TASK ITEM: Line by line, transcribe the data shown below.

(AVAILABLE DATA)

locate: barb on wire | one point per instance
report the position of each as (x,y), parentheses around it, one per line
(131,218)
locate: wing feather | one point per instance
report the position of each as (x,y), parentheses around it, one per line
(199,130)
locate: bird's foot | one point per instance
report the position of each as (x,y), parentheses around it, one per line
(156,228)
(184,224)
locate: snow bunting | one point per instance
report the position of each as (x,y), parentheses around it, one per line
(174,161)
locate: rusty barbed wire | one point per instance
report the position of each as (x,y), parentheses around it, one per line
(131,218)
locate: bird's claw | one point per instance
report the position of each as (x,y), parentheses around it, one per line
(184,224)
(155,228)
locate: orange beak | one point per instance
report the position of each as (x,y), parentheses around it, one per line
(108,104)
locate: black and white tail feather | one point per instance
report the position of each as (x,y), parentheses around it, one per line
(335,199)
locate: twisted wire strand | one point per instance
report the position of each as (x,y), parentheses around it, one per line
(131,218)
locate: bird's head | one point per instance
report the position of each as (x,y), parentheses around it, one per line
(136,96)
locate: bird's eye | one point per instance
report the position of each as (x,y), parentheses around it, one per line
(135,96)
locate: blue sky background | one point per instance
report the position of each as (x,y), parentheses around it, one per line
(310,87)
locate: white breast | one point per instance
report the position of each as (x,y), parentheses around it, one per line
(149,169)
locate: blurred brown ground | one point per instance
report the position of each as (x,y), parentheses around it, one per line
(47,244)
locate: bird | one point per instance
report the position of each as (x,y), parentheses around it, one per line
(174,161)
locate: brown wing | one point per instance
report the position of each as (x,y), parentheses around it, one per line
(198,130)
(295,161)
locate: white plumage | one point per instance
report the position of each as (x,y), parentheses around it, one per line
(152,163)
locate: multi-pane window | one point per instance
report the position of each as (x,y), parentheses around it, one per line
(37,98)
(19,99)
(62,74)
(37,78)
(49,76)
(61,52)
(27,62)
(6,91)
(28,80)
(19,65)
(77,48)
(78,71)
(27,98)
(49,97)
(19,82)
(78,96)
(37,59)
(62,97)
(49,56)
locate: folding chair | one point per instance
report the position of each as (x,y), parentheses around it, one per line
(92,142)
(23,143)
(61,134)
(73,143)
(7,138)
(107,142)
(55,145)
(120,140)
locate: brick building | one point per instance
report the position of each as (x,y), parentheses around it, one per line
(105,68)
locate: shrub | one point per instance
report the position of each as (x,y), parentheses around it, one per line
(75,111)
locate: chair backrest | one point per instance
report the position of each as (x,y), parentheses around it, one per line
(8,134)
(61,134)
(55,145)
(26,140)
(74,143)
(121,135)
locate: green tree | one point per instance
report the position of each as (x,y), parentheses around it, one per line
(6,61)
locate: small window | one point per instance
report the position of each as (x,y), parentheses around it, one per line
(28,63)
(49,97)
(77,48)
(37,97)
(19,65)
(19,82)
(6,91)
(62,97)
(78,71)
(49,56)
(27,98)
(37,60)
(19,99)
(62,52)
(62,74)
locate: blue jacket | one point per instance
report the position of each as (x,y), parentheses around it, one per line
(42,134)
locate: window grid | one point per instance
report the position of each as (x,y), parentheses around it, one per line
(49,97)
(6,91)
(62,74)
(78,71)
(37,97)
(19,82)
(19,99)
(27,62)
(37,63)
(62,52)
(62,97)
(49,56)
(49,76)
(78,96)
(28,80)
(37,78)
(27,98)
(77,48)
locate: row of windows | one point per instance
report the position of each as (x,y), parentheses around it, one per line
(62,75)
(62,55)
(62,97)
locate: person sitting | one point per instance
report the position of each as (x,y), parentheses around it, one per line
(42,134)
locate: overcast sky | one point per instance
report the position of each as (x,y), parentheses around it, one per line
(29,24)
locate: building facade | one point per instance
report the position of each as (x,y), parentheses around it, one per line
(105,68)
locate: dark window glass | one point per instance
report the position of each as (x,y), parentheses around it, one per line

(End AVAILABLE DATA)

SOLUTION BELOW:
locate: barb on wire | one point per instance
report the position of each as (x,y), parentheses around it, one per line
(131,218)
locate: wing feather | one point per instance
report the position of each as (x,y), parentheses around it, one per line
(199,130)
locate: bird's foot | one point per instance
report the position of each as (x,y), parentheses around it, one per line
(156,228)
(184,224)
locate: snow bunting | one point per instance
report the position of each as (x,y), parentheses around it, one per line
(174,161)
locate: rusty barbed wire | one point per instance
report the position of each as (x,y), parentheses around it, one per line
(131,218)
locate: bird's claw | one point per instance
report the position of each as (x,y), parentheses around it, one per line
(184,224)
(155,228)
locate: orange beak | one point per instance
report the position of each as (x,y), parentheses around it, one per line
(108,104)
locate: black and white tail feather | one point per instance
report the position of each as (x,y), parentheses around it, one per line
(335,199)
locate: twisted wire strand | one point per instance
report the position of each as (x,y), parentheses around it, one per line
(131,218)
locate: bird's head | one point per instance
report the position of each as (x,y), parentheses around it, one per line
(136,96)
locate: bird's eye | one point per instance
report the position of each as (x,y), parentheses around it, one per line
(135,96)
locate: blue sky background | one point per instance
report the position of each as (x,y), parentheses around it, one per line
(310,87)
locate: white breast | one point per instance
report the position of each as (x,y), parentheses around it, one per line
(149,169)
locate: blurred brown ground | one point per instance
report the position of each as (x,y), parentheses around it, one per line
(47,244)
locate: bird | one point per instance
report the position of each as (x,y), parentheses around it, one per line
(174,161)
locate: brown wing | one point per instance
report the position of each as (x,y), parentheses around it, one per line
(198,130)
(295,161)
locate: white plumage | one point per instance
report the position of each as (x,y), parentheses around it, one per line
(152,163)
locate: multi-pane window | one point per instance
report the position of each as (x,y), parentheses around it, one per line
(37,98)
(19,99)
(62,74)
(37,78)
(49,76)
(61,52)
(27,62)
(6,91)
(28,80)
(19,65)
(77,48)
(78,71)
(27,98)
(49,97)
(19,82)
(78,96)
(37,59)
(62,97)
(49,56)
locate: folding chair | one point per instance
report the position of each as (x,y), parentheses around it, one per line
(92,142)
(23,143)
(61,134)
(73,143)
(7,138)
(107,142)
(55,145)
(120,140)
locate: brick building | one point per instance
report the position of each as (x,y), parentheses around it, one per line
(105,68)
locate: shrub | one point per instance
report the position of each as (x,y), parentheses around it, one per line
(75,111)
locate: chair backrest | one point per instance
report the position of each as (x,y), parentheses around it, one per line
(8,134)
(61,134)
(55,145)
(26,140)
(74,143)
(121,135)
locate: green tree | one point per instance
report the position of each as (x,y), parentheses around it, one per line
(6,61)
locate: small window | one point per instance
report the position of each as (x,y), parentheses around it, one per line
(28,63)
(49,97)
(77,48)
(37,97)
(19,65)
(19,82)
(6,91)
(62,97)
(78,71)
(49,56)
(27,98)
(37,60)
(19,99)
(62,52)
(62,74)
locate: blue jacket | one point per instance
report the position of each as (x,y), parentheses around it, one per line
(42,134)
locate: window grid | one point per instance
report the position of each as (x,y), parentheses around it, one per line
(49,97)
(6,91)
(62,74)
(78,71)
(37,97)
(19,82)
(19,99)
(27,62)
(37,63)
(62,52)
(62,97)
(49,56)
(49,76)
(78,96)
(28,80)
(37,78)
(27,98)
(77,48)
locate: row of windows | one point per instance
report the position of each as (x,y), parentheses around it, one per line
(62,75)
(62,55)
(62,97)
locate: person sitting | one point per instance
report the position of each as (x,y), parentheses around it, one per line
(42,134)
locate: overcast sky | one point per instance
report the position of each as (x,y), parentheses around it, one per line
(29,24)
locate: building facade | one point per instance
report the position of each as (x,y), parentheses around it, one per line
(105,68)
locate: dark window glass | one point per instance
report the position of each as (x,y), parentheses around it, one per line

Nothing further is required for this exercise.